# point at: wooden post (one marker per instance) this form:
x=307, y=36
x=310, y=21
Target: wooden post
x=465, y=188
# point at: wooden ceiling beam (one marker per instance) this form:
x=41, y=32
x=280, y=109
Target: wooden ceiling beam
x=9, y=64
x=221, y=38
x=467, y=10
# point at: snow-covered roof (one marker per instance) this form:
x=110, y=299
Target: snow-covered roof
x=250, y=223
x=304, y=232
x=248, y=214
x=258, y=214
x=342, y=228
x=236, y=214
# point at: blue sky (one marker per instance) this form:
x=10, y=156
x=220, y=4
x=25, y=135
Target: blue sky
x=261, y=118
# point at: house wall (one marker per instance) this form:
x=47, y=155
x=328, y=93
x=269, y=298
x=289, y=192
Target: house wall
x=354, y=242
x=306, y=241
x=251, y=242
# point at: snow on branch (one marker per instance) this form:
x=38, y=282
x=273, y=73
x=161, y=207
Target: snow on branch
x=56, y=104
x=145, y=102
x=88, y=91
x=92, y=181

TO BE DONE: Copy all of the data above again, substituting "mark" for every occurrence of "point at" and leaving everything else unchanged.

ANSWER:
# mark: wooden post (one marker per instance) this form:
x=307, y=36
x=310, y=21
Target: wooden post
x=465, y=188
# mark: wooden ceiling beam (one marker per instance) this form:
x=41, y=32
x=280, y=109
Target: wooden ceiling beam
x=9, y=64
x=221, y=38
x=467, y=10
# mark: snow-covered roof (one marker per instance) this form:
x=110, y=299
Target: snow-covered roof
x=250, y=223
x=304, y=232
x=248, y=214
x=258, y=214
x=342, y=228
x=236, y=214
# mark: blue sky (one marker per instance) this form:
x=10, y=156
x=220, y=4
x=25, y=135
Target: blue sky
x=261, y=118
# mark: house wall (one marker per instance) this form:
x=47, y=155
x=328, y=93
x=269, y=298
x=289, y=192
Target: house wall
x=354, y=242
x=306, y=241
x=251, y=242
# mark: snow on branch (one marker per instance) this form:
x=38, y=282
x=273, y=73
x=161, y=207
Target: snow on branch
x=56, y=104
x=145, y=102
x=88, y=91
x=92, y=181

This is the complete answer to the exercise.